- STATED EXERCISE:
Arrange the records below as a two-column CSV headed "request" and "answer," with one row per record. Put each field in double quotes and replace line breaks inside a field with spaces.

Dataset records

-- BEGIN --

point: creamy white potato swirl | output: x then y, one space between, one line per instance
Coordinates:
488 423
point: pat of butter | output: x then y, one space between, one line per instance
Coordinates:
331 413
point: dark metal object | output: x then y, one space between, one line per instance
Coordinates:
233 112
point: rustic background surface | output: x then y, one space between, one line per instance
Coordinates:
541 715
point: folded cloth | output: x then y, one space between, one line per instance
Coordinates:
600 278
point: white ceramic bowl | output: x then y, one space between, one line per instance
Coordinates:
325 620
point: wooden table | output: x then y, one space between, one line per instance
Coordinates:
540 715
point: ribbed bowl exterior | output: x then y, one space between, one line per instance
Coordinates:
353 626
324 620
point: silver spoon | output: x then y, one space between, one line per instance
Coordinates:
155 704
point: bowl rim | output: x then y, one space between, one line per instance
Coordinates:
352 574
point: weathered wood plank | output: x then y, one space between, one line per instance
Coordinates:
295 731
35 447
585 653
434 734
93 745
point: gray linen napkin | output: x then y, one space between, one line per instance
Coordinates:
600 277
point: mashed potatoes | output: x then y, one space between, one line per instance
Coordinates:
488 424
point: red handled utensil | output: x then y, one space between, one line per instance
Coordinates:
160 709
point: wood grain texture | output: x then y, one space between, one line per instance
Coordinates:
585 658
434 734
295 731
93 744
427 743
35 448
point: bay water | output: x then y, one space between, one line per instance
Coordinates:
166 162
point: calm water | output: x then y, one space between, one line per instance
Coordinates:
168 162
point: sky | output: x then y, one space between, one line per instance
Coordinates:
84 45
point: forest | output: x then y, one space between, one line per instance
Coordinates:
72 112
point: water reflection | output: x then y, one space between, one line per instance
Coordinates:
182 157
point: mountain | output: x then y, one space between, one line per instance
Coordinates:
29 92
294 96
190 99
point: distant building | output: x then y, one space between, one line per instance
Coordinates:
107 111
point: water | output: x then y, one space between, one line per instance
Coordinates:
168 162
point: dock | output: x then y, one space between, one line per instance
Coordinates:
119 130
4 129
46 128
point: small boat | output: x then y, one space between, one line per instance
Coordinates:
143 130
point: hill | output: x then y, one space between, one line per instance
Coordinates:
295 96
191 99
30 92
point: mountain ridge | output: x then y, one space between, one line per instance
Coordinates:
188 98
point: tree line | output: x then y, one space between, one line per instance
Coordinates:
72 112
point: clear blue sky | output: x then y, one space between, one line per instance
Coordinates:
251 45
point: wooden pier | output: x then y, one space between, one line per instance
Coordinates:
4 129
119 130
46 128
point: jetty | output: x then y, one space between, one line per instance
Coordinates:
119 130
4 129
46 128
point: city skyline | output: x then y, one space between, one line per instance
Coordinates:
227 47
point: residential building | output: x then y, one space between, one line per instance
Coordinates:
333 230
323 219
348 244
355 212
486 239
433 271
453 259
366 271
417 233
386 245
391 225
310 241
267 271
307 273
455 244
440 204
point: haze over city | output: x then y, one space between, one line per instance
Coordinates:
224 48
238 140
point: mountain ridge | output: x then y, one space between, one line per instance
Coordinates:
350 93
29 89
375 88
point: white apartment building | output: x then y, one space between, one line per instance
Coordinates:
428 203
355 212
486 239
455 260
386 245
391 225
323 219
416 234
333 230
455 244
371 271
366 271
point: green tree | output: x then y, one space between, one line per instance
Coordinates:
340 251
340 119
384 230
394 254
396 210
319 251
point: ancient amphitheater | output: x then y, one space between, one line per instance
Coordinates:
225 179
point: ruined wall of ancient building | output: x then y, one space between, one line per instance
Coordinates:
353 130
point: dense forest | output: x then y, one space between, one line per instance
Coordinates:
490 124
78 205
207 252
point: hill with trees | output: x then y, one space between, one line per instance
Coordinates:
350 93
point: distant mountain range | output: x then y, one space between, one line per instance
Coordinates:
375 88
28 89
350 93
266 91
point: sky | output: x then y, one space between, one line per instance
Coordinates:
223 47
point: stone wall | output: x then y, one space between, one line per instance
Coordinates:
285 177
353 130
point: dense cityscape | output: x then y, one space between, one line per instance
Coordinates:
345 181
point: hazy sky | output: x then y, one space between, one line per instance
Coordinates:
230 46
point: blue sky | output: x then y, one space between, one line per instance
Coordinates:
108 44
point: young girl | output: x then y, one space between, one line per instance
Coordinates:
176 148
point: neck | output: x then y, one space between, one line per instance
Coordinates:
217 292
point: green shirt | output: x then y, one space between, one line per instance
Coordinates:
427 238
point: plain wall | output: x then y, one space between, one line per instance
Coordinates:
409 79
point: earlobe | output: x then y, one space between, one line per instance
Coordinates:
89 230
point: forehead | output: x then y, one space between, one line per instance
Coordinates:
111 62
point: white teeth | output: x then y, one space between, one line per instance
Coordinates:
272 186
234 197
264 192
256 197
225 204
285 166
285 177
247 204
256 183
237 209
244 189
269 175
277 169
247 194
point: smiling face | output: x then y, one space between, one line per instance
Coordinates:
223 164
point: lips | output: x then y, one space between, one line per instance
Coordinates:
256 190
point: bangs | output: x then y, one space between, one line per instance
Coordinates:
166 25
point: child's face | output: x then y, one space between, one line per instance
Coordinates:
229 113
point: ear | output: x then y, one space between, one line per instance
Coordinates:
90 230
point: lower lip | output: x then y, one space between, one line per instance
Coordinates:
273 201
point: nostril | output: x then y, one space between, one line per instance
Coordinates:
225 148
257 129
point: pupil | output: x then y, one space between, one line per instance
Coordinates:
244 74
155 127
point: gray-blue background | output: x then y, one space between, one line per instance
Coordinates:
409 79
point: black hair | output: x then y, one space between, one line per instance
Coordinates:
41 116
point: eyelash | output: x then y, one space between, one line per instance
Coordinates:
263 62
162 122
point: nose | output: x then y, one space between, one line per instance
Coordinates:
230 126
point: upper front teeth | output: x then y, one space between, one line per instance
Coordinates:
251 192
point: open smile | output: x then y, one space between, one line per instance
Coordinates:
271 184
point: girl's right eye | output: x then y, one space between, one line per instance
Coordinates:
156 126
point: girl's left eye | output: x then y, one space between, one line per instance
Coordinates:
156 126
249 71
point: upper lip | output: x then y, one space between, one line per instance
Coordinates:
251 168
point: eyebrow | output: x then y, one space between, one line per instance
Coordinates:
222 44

-- END --

- THE OUTPUT:
request,answer
"point: creamy white potato swirl | output: x then y, one space between, one line per instance Coordinates:","488 423"
"point: pat of butter | output: x then y, one space between, one line per instance Coordinates:","331 413"
"point: dark metal object | output: x then y, one space between, one line per instance Coordinates:","233 112"
"point: rustic background surface | output: x then y, one space between, one line per instance Coordinates:","541 715"
"point: folded cloth | output: x then y, one space between, one line per instance Coordinates:","600 278"
"point: white ceramic bowl | output: x then y, one space between, one line per instance Coordinates:","325 620"
"point: wooden table | output: x then y, one space between, one line per instance Coordinates:","540 715"
"point: ribbed bowl exterior | output: x then y, one space between, one line per instance Coordinates:","353 626 324 620"
"point: silver spoon | output: x then y, one space between, one line per instance Coordinates:","155 704"
"point: bowl rim | output: x then y, one space between, one line per instance Coordinates:","352 574"
"point: weathered wood plank | output: x then y, one space between, one line per instance Coordinates:","295 731 35 447 585 653 434 734 93 745"
"point: gray linen napkin | output: x then y, one space between, one line per instance Coordinates:","600 277"
"point: mashed potatoes | output: x then y, one space between, one line per instance Coordinates:","488 424"
"point: red handled utensil | output: x then y, one space between, one line per instance Coordinates:","160 709"
"point: wood grain texture | output: x then y, one space between, one line per instance Coordinates:","585 658 434 734 295 731 93 744 427 743 35 448"
"point: bay water | output: x then y, one space between, one line per instance Coordinates:","166 162"
"point: calm water | output: x then y, one space between, one line per instance Coordinates:","168 162"
"point: sky | output: x then y, one space between, one line per instance Coordinates:","84 45"
"point: forest | output: x then y, one space between, one line per instance Coordinates:","72 112"
"point: water reflection | output: x then y, one space between, one line per instance Coordinates:","182 157"
"point: mountain | output: x then y, one space between, one line per instance Coordinates:","29 92 294 96 190 99"
"point: distant building | output: x then y, one space between, one line per instance Coordinates:","107 111"
"point: water | output: x then y, one space between, one line per instance Coordinates:","168 162"
"point: dock | output: x then y, one space between, one line per instance Coordinates:","119 130 4 129 46 128"
"point: small boat | output: x then y, one space between, one line per instance Coordinates:","143 130"
"point: hill | output: x then y, one space between, one line per instance Coordinates:","295 96 191 99 30 92"
"point: mountain ridge | output: x then y, one space between, one line per instance Coordinates:","188 98"
"point: tree line | output: x then y, one space between, one line per instance Coordinates:","72 112"
"point: clear blue sky | output: x then y, one space between, one line per instance Coordinates:","251 45"
"point: wooden pier | output: x then y, one space between, one line per instance Coordinates:","4 129 119 130 46 128"
"point: jetty | output: x then y, one space between, one line per instance Coordinates:","119 130 4 129 46 128"
"point: city skyline | output: x then y, one space between, one line per instance Coordinates:","227 47"
"point: residential building | output: x then y, one space between, one line per instance Coordinates:","333 230 323 219 348 244 355 212 486 239 433 271 453 259 366 271 417 233 386 245 391 225 310 241 267 271 307 273 455 244 440 204"
"point: haze over city | output: x then y, one space between, one line per instance Coordinates:","224 48 238 140"
"point: mountain ridge | output: x then y, one space between, one line per instance Coordinates:","350 93 29 89 375 88"
"point: white apartment building | output: x then y, one space between, one line per instance Coordinates:","428 203 355 212 486 239 455 260 386 245 391 225 323 219 416 234 333 230 455 244 371 271 366 271"
"point: green tree | output: x then y, one space between, one line per instance Coordinates:","340 251 340 119 384 230 394 254 396 210 319 251"
"point: ancient amphitheater | output: x then y, one space between, one line per instance Coordinates:","225 179"
"point: ruined wall of ancient building | output: x then y, one space between, one line per instance Coordinates:","353 130"
"point: dense forest | output: x then y, one space between, one line per instance Coordinates:","490 124 78 205 207 252"
"point: hill with trees | output: x then y, one space between, one line per instance Coordinates:","350 93"
"point: distant mountain range | output: x then y, one space between, one line per instance Coordinates:","375 88 28 89 350 93 266 91"
"point: sky | output: x then y, one space between, one line per instance Coordinates:","223 47"
"point: stone wall | output: x then y, one space between, one line per instance Coordinates:","285 177 353 130"
"point: dense cityscape | output: x then y, one space between, one line per instance Coordinates:","345 181"
"point: hazy sky | output: x then y, one space between, one line per instance Coordinates:","230 46"
"point: blue sky | output: x then y, one space between, one line per instance Coordinates:","108 44"
"point: young girl | output: x then y, one space between, one line per instance Coordinates:","176 148"
"point: neck | output: x then y, one space between, one line per instance Coordinates:","217 292"
"point: green shirt | output: x then y, one space between, one line per instance Coordinates:","427 238"
"point: plain wall | output: x then y, one space between, one line per instance Coordinates:","409 79"
"point: earlobe | output: x then y, one space between, one line per instance Coordinates:","89 230"
"point: forehead | output: x then y, one space between, one line per instance Coordinates:","111 62"
"point: white teeth | output: x then y, one space between, one line per instance Coordinates:","272 186 234 197 264 192 256 197 225 204 285 166 285 177 247 204 256 183 237 209 244 189 269 175 277 169 247 194"
"point: smiling face | output: x then y, one space between, one line per instance Coordinates:","223 164"
"point: lips | output: x then y, one space between, one line per instance Coordinates:","256 190"
"point: bangs | output: x then y, one space between, one line per instance Coordinates:","166 25"
"point: child's face | output: x then y, one space between, one line per instance Coordinates:","229 113"
"point: ear | output: x then y, one space between, one line per instance Coordinates:","90 230"
"point: lower lip | output: x then y, one space between, one line per instance Coordinates:","273 201"
"point: nostril | output: x then y, one space between, one line per instance Coordinates:","225 148 257 129"
"point: pupil | output: x then y, one space between, one line per instance Coordinates:","244 74 155 127"
"point: gray-blue background | output: x then y, one space between, one line per instance Coordinates:","409 79"
"point: black hair | output: x then y, one space between, one line per instance Coordinates:","41 116"
"point: eyelash | output: x then y, one space between, one line per instance Coordinates:","263 62 162 122"
"point: nose | output: x then y, one space between, one line per instance Coordinates:","230 126"
"point: upper front teeth | output: x then y, one space between, one line per instance Coordinates:","251 192"
"point: open smile | output: x then y, one space between, one line per instance Coordinates:","271 184"
"point: girl's right eye | output: x then y, one space between, one line per instance Coordinates:","156 126"
"point: girl's left eye | output: x then y, one space between, one line per instance Coordinates:","156 126 249 71"
"point: upper lip | output: x then y, one space between, one line per instance Coordinates:","251 168"
"point: eyebrow | output: x then y, one space between, one line per instance Coordinates:","222 44"